═════ TEXTE FOURNI ═════
Tranche de vie : Un début de vie à refleurir - Les Radieuses

Tranche de vie : Un début de vie à refleurir

Les mots mordants de ces humains qui disaient m’aimer et qui, ensuite, parlaient de charité chrétienne, je les ai accusés silencieusement. Pour certains, la blessure invisible que je traînais depuis mon passé pouvait se réparer par la religion : L’opium des peuples, disaient Marx et Lénine. Je n’ai jamais partagé la passion de ceux qui idolâtrent un Dieu. Je n’ai pas cette croyance aux manifestations extraordinaires de l’Immaculée Conception, de la Résurrection et des Noces de Cana. Pour mettre cette blessure derrière moi, je n’espérais ni le miracle divin ni la révélation. Je me suis plutôt nourrie de rêves.

Un jardin de rêves et de fleurs

Mais, il ne suffit pas d’ignorer les ombres du passé pour que le futur rêvé existe. Il me fallait agir. Dans la magie du soir, après l’heure rose et dorée, en scrutant le ciel qui tournait à l’heure bleue et violacée, j’ai trouvé ce qui, à ce moment de ma vie, m’apporterait une motivation et une quiétude. Une activité à la fois inhabituelle et saine : je ferais un jardin de fleurs!
═════ DONNÉES FOURNIES ═════
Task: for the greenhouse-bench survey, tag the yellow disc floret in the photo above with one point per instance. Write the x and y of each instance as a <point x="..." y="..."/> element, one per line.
═════
À FAIRE:
a. Changez « blessure » en « plaie » dans le passage du texte fourni qui commence par les mots contenant « Les mots mordants » et se termine par « nourrie de rêves. ».
b. Récrivez plus brièvement le paragraphe du texte fourni qui débute par « Mais, il ne suffit pas », en gardant l'essentiel.
La liste provient d'une autre source que le texte fourni.

LES RÉPONSES:
a.
Les mots mordants de ces humains qui disaient m’aimer et qui, ensuite, parlaient de charité chrétienne, je les ai accusés silencieusement. Pour certains, la plaie invisible que je traînais depuis mon passé pouvait se réparer par la religion : L’opium des peuples, disaient Marx et Lénine. Je n’ai jamais partagé la passion de ceux qui idolâtrent un Dieu. Je n’ai pas cette croyance aux manifestations extraordinaires de l’Immaculée Conception, de la Résurrection et des Noces de Cana. Pour mettre cette plaie derrière moi, je n’espérais ni le miracle divin ni la révélation. Je me suis plutôt nourrie de rêves.

b. Ignorer les ombres du passé ne suffit pas à faire exister le futur rêvé : il me fallait agir. Un soir, en regardant le ciel passer de l'heure rose et dorée à l'heure bleue et violacée, j'ai trouvé une activité inhabituelle et saine qui m'apporterait motivation et quiétude : faire un jardin de fleurs.